-- Opening Marker --
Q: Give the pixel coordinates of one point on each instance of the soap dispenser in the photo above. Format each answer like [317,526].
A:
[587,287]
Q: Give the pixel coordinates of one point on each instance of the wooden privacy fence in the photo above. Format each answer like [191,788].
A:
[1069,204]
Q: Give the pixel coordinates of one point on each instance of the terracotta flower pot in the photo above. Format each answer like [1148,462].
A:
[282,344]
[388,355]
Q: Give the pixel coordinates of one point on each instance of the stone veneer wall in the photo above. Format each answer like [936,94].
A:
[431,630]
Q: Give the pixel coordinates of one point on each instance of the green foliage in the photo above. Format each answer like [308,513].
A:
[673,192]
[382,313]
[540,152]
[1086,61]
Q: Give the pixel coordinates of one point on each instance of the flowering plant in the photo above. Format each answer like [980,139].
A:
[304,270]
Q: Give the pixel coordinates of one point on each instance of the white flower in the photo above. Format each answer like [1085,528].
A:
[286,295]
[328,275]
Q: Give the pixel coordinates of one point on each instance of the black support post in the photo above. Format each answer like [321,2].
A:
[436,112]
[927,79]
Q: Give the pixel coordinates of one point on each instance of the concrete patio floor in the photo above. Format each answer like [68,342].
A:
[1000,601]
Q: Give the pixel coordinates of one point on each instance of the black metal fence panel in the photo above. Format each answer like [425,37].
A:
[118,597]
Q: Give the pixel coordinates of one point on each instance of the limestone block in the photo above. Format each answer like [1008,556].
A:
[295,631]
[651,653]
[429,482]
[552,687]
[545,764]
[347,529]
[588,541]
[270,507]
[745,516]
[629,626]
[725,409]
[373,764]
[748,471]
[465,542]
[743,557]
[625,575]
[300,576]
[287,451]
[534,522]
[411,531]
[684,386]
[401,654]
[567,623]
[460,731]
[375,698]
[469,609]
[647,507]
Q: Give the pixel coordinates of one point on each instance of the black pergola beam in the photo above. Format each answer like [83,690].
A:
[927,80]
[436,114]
-- Closing Marker --
◆ EXERCISE AIM ◆
Given the records above, return exactly the lines starting at the line containing "answer like [68,342]." and ending at the line containing "answer like [1008,556].", including both.

◆ EXPECTED ANSWER ◆
Q: Give the pixel coordinates of one point on each instance of the concrete patio floor in the photo above. Format each answer like [68,342].
A:
[1000,601]
Q: Give the pixel coordinates of one point on each instance of the black metal fence panel in the photo above. Format each answer like [425,37].
A:
[118,597]
Q: Give the pixel coordinates of one point on each instance of the limestone block in the photo above. Format each answer like [1008,556].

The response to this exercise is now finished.